Provided information —
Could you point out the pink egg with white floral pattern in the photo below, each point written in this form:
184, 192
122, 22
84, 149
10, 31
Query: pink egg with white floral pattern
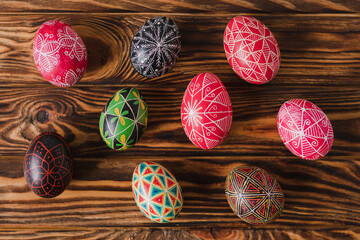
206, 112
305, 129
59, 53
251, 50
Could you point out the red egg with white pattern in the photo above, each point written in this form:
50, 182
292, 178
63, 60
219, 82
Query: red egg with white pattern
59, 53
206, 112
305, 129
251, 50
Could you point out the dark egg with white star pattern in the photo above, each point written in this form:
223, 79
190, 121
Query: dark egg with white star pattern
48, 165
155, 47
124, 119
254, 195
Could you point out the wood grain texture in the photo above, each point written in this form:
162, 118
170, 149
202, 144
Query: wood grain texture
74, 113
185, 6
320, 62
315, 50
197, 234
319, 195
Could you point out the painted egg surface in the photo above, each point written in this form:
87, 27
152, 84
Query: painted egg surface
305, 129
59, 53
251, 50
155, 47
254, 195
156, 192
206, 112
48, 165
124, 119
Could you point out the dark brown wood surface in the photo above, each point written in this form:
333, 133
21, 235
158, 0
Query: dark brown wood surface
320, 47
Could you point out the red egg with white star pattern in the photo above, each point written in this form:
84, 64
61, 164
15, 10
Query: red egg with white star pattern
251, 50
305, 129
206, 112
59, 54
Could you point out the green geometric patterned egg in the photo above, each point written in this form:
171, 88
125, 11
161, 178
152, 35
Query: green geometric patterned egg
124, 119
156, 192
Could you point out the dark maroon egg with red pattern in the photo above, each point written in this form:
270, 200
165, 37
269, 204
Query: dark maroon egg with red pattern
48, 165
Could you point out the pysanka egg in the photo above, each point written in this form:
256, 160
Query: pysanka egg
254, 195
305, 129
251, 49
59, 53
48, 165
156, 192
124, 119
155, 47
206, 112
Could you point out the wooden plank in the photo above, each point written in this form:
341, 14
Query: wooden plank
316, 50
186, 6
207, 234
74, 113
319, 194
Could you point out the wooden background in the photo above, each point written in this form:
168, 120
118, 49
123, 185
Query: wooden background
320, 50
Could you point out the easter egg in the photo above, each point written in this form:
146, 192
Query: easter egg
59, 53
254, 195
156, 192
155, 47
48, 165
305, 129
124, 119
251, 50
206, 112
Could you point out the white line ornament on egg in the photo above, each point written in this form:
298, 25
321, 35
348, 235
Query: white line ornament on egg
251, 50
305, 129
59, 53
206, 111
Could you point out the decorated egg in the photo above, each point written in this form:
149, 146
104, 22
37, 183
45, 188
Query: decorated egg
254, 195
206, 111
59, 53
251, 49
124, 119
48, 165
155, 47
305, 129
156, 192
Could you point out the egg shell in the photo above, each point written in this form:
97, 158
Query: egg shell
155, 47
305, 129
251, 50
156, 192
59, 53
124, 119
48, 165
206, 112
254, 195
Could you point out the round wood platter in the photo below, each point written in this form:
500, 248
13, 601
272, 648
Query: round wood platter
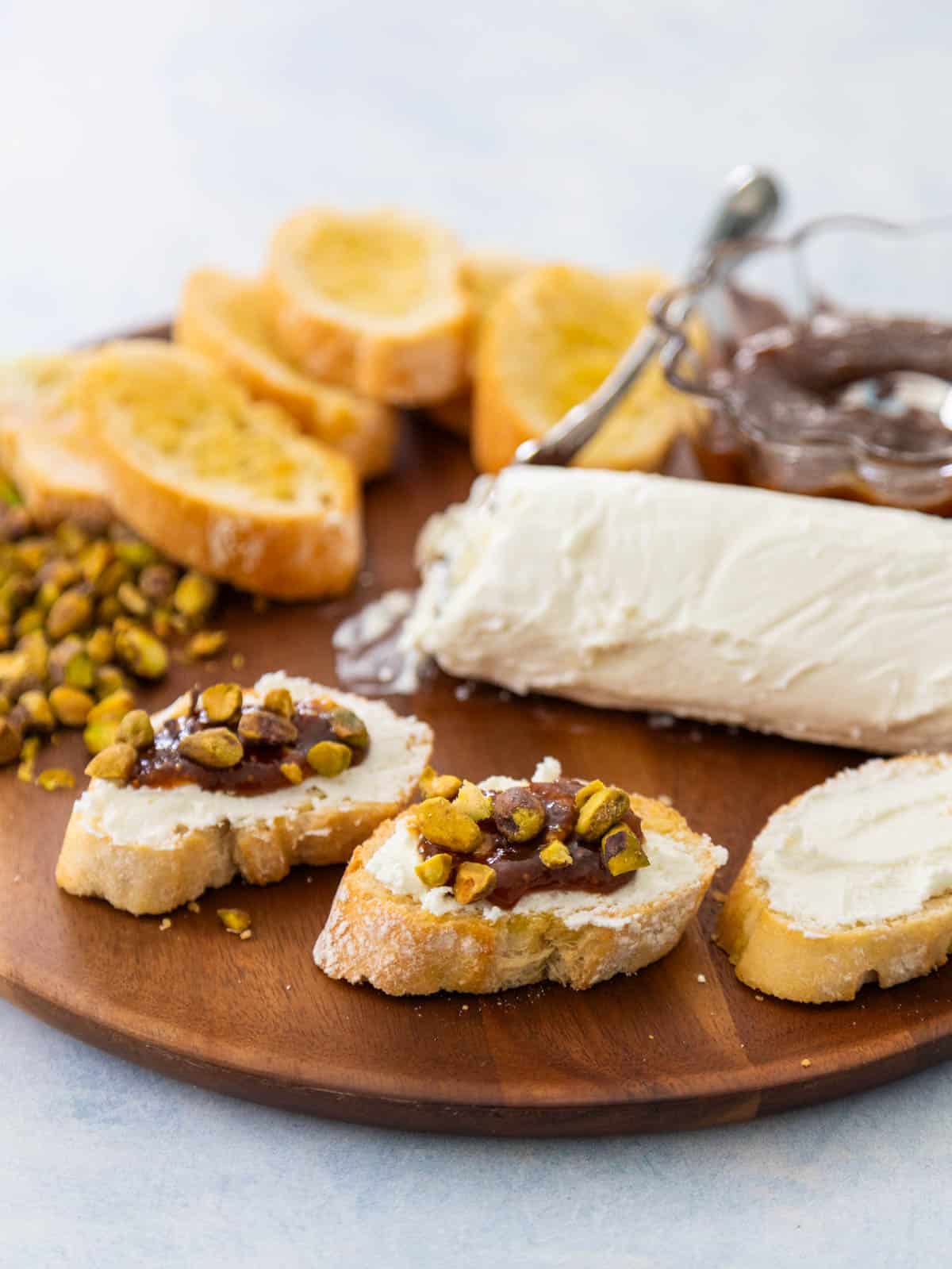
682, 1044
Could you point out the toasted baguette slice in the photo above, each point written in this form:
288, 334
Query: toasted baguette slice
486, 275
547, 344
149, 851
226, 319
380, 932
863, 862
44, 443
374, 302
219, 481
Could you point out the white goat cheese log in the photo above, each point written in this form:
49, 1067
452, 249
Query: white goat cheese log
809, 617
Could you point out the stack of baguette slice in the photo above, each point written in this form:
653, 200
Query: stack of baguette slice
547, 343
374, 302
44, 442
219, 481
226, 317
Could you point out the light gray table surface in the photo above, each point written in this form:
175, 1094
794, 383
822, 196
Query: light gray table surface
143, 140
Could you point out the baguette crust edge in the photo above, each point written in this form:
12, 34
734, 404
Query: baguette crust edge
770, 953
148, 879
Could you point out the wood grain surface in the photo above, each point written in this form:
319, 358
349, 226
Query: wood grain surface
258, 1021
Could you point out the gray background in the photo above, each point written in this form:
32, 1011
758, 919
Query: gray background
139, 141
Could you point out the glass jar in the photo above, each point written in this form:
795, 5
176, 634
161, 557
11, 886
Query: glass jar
---
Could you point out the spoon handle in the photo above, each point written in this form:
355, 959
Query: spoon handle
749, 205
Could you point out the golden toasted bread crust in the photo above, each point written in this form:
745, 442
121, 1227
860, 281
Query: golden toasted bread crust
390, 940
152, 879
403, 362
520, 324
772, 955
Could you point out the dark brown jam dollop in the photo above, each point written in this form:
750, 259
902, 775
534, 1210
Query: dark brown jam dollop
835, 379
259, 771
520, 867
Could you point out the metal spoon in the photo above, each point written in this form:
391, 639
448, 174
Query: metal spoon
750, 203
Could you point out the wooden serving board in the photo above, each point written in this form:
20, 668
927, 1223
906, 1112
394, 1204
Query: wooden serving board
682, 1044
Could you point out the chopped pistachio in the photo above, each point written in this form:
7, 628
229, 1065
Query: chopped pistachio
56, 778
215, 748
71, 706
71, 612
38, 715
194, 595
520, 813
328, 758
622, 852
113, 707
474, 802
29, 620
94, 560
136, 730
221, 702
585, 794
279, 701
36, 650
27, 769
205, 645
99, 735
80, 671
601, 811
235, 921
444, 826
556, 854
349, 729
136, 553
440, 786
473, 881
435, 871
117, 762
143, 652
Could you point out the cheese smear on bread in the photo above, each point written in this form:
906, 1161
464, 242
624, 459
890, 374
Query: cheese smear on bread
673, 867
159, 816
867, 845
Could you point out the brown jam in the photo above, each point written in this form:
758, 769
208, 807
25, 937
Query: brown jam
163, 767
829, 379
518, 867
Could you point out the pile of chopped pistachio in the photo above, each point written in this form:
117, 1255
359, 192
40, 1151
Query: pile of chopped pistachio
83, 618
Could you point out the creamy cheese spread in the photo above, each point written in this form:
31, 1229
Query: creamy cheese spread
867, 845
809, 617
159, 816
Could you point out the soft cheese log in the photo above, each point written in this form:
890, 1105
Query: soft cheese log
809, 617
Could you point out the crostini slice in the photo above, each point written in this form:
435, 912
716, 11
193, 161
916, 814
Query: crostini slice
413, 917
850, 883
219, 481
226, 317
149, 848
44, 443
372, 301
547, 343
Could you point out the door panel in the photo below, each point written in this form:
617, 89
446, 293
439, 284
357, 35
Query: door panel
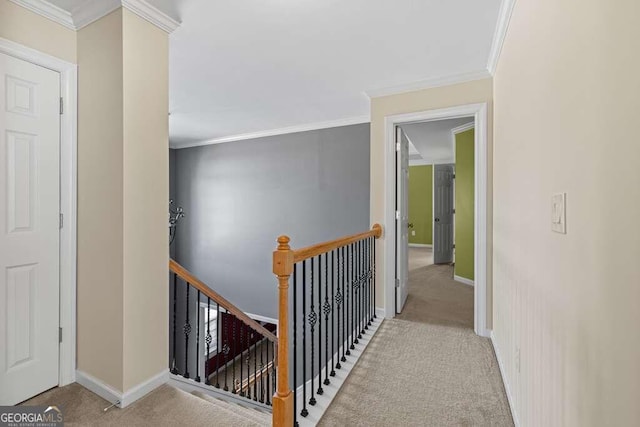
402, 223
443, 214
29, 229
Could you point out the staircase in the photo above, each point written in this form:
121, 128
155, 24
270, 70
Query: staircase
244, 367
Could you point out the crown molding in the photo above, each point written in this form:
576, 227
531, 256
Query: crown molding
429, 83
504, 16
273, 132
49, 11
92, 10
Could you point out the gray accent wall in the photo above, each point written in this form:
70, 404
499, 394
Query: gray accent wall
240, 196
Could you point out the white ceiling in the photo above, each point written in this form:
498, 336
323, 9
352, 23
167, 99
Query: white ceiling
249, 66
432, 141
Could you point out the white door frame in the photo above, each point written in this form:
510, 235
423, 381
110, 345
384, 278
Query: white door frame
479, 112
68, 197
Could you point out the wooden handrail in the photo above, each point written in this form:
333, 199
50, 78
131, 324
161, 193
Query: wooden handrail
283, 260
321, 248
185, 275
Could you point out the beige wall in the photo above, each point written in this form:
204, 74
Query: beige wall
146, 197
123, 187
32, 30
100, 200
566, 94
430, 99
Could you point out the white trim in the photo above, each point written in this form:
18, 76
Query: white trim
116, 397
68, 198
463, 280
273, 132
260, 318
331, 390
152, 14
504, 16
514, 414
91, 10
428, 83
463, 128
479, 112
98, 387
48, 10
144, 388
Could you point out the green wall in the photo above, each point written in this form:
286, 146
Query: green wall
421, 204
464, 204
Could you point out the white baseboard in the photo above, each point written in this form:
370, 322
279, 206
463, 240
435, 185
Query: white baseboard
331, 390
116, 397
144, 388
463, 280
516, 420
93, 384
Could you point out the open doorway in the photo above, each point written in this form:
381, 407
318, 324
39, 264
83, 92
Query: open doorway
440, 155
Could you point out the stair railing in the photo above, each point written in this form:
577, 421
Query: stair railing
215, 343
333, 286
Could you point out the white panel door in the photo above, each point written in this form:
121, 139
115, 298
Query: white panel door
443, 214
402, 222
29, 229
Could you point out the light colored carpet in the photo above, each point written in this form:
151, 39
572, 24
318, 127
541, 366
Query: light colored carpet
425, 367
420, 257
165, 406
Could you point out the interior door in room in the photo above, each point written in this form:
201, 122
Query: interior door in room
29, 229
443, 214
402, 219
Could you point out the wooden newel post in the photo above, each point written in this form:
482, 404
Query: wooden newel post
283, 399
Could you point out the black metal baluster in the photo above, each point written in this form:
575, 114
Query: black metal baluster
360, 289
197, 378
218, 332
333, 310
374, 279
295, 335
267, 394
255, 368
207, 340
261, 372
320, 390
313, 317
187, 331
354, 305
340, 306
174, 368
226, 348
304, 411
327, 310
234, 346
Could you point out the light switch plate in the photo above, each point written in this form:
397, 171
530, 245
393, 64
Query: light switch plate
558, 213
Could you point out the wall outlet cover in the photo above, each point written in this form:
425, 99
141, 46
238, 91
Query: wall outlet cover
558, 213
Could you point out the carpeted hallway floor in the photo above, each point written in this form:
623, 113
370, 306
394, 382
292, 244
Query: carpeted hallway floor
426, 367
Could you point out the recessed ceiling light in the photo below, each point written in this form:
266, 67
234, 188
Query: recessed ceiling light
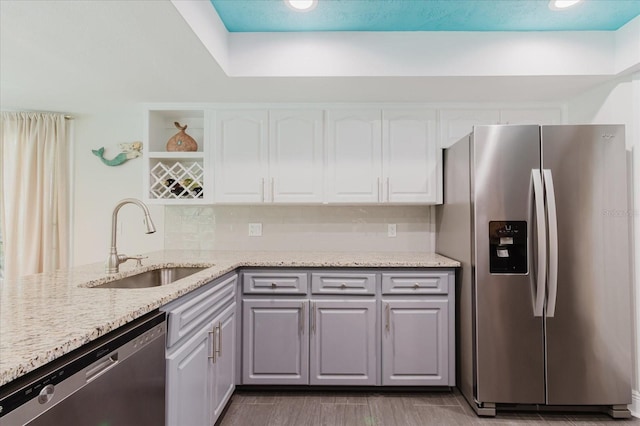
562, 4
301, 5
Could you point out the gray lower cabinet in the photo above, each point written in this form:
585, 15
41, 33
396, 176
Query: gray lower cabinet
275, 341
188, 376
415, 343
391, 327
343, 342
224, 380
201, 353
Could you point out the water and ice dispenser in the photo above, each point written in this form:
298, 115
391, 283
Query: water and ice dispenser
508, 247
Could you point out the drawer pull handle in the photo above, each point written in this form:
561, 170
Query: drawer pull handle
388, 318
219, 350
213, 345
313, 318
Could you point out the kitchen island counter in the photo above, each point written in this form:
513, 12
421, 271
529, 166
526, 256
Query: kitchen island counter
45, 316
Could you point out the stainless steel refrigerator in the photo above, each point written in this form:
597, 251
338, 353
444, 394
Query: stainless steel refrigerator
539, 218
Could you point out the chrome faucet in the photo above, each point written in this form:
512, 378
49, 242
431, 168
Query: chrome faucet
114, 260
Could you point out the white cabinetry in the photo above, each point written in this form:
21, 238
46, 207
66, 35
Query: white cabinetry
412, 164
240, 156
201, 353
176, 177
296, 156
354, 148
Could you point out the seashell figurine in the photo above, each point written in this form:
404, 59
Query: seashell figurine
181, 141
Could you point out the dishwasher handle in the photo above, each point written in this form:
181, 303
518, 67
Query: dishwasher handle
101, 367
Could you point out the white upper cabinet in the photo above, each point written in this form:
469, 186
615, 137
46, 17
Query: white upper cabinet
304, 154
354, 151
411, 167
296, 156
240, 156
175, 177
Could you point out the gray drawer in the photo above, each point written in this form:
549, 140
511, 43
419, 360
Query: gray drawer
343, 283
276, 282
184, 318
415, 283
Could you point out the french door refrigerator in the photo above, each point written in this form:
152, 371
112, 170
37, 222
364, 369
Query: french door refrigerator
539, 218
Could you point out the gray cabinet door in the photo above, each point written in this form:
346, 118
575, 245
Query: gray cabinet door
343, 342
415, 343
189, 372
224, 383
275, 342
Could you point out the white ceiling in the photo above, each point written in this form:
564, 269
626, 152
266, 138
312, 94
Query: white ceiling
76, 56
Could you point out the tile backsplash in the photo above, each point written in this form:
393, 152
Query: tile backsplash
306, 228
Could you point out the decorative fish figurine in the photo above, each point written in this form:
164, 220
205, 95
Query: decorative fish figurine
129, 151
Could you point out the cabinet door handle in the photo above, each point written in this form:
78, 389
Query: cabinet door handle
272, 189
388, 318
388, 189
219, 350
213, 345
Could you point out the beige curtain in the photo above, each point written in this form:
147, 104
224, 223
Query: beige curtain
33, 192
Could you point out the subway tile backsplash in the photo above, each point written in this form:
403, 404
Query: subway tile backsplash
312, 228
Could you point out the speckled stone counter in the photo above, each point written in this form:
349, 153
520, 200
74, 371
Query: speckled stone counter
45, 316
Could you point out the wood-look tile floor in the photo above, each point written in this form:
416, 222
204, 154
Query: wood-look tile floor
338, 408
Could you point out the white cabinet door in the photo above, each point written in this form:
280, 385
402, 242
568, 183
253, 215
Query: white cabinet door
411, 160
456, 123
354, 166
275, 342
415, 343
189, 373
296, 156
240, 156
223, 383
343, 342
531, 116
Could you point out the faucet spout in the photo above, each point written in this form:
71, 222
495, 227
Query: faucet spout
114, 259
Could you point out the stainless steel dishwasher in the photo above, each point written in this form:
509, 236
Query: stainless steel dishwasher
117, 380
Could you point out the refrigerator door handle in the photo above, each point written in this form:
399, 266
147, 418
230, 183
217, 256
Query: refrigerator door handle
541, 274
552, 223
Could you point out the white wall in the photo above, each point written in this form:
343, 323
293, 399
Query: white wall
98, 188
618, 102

Work to complete —
How many lines in the records above hold the word "below"? Give only the number.

Response to the task —
4